WHAT THIS EXERCISE ASKS =
- A) Decide whether each statement agrees with the text about the Spanish Terrapin. Answer yes or no for each, and quote the deciding words of the text exactly: (i) Male terrapins reach maturity at seven years of age. (ii) The Spanish Terrapin is found throughout the whole Iberian Peninsula. (iii) The terrapins can live up to thirty years.
- B) Return the passage of the text about the Spanish Terrapin between "2011_10_14 PO - Spanish" and "American Louisiana Crayfish.", inclusive.
- C) According to the text about the Spanish Terrapin, what causes the plopping sound heard when walking along a river?

Americans Invade Spanish Ponds

2011_10_14 PO - Spanish Terrapin (Mauremys leprosa)
Spanish Terrapin (Mauremys leprosa)
It has always been a problem, and worldwide has caused some serious or even catastrophic environmental disasters. Take the Cane Toad or Rabbit in Australia, the Grey Squirrel or Zebra Mussel in Ireland, or in Spains case, the American Louisiana Crayfish.
The Spanish Terrapin, above, is found on the Iberian Pensinsula except parts of the north. If it´s anywhere else it was introduced, such as North Africa. They can live up to 20 years but males only reach maturity at 7 and females at 10. They are generally of a grey-brown colour as can be seen in the top photograph whilst the younger terrapins can have yellow, or as in the above case, red markings on each plate. They are a frequent sight in the ponds and along river banks here in La Mancha. Whenever you walk along a river there is always the plopping sound of them jumping into the safety of the water from their sun basking perches on rocks or logs.

RECORDED DATA =
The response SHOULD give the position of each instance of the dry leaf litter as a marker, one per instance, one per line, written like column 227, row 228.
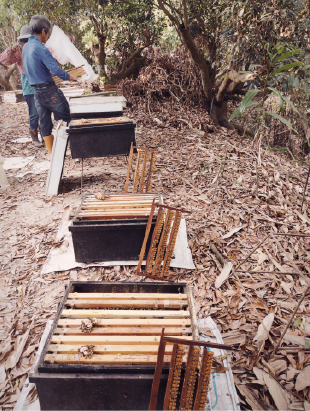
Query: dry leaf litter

RESPONSES TO THE EXERCISE =
- A)
(i) Yes: "males only reach maturity at 7 and females at 10"
(ii) No: "is found on the Iberian Pensinsula except parts of the north"
(iii) No: "They can live up to 20 years"

- B)
2011_10_14 PO - Spanish Terrapin (Mauremys leprosa)
Spanish Terrapin (Mauremys leprosa)
It has always been a problem, and worldwide has caused some serious or even catastrophic environmental disasters. Take the Cane Toad or Rabbit in Australia, the Grey Squirrel or Zebra Mussel in Ireland, or in Spains case, the American Louisiana Crayfish.

- C) The sound comes from the terrapins jumping into the water. They leap from the rocks or logs where they bask in the sun to reach the safety of the water.